# What to produce
Would you set down every entry again, exactly as written?

# Collected data
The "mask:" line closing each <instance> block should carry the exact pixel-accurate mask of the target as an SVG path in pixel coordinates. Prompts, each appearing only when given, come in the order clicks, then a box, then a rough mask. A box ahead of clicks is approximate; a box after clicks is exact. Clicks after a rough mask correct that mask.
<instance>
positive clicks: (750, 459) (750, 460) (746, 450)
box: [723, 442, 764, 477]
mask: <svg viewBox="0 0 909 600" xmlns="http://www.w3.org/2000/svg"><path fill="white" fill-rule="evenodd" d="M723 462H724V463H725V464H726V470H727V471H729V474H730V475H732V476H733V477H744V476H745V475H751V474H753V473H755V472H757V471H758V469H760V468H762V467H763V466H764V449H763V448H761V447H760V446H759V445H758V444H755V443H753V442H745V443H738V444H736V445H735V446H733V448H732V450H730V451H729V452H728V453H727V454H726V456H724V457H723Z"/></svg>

# Written solution
The "mask:" line closing each <instance> block should carry the exact pixel-accurate mask of the target as an SVG path in pixel coordinates. Prompts, each appearing only when given, come in the order clicks, then a box, then a rough mask. A box ahead of clicks is approximate; a box after clicks is exact. Clicks after a rough mask correct that mask.
<instance>
positive clicks: (750, 459) (750, 460) (746, 450)
box: [723, 442, 764, 477]
mask: <svg viewBox="0 0 909 600" xmlns="http://www.w3.org/2000/svg"><path fill="white" fill-rule="evenodd" d="M723 462H724V463H725V464H726V470H727V471H729V474H730V475H732V476H733V477H744V476H745V475H751V474H753V473H755V472H757V471H758V469H760V468H762V467H763V466H764V449H763V448H761V447H760V446H759V445H758V444H755V443H753V442H745V443H738V444H736V445H735V446H733V448H732V450H730V451H729V452H728V453H727V454H726V456H724V457H723Z"/></svg>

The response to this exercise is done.